* [Exercise]:
Rewrite the Dorking insurance brokers article from "Installing new telecommunications" to "of pickle today.", changing "telecommunications" to "phone systems".

* [Excerpted text]:
>>>>>

Plan, evolve & Survive in 2020 and beyond

 

Hello Dorking’s Money Box, talks openly with Anthony, owner and founder of Anthony & Wakefield Company who saw COVID coming in January.  February was about planning, March, planning was implemented.  Lockdown – they were ready.

Anthony Wakefield & Company if you don’t know, are an established Fine Art insurance brokers based here in Dorking.  With over thirty years of experience in insurance and a solid and loyal customer base, Anthony saw the signs that COVID was going to be catastrophic and started to plan for lockdown in January. 

Hearing and watching the news as the virus spread Anthony Wakefield & Company were quick to react. Normally, an insurance company can only contact their clients a month before, but after seeking industry approval, this was extended to two months.  They sent out all their renewal documents, contacted all their clients and took the opportunity to clean up their Database.

Installing new telecommunications was important.  From working in their offices in town, they needed systems in place to allow employees and indeed the business to work remotely as it was clear Britain was moving towards a lockdown.  Anthony Wakefield & Company streamlined their business practices so by the time the end of March came they were ready.

This level of planning enabled Anthony Wakefield & Company to respond and act to COVID, which in Anthony’s words saved them from being in a bit of pickle today.

Anthony can’t stress enough that to be agile in business and respond to a crisis saves businesses.

<<<<<

* [Given information]:
>>>>>

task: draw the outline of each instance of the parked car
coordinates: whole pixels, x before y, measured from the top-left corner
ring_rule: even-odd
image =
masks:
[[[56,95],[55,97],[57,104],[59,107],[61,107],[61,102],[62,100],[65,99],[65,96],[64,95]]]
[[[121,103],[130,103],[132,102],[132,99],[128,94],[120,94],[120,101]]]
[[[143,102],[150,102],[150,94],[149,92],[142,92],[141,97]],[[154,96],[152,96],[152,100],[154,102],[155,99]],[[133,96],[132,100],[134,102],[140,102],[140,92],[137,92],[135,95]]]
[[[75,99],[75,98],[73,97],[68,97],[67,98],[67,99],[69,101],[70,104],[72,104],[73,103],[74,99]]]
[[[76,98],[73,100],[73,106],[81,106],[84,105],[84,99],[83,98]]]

<<<<<

* [Response area]:
Installing new phone systems was important.  From working in their offices in town, they needed systems in place to allow employees and indeed the business to work remotely as it was clear Britain was moving towards a lockdown.  Anthony Wakefield & Company streamlined their business practices so by the time the end of March came they were ready.

This level of planning enabled Anthony Wakefield & Company to respond and act to COVID, which in Anthony’s words saved them from being in a bit of pickle today.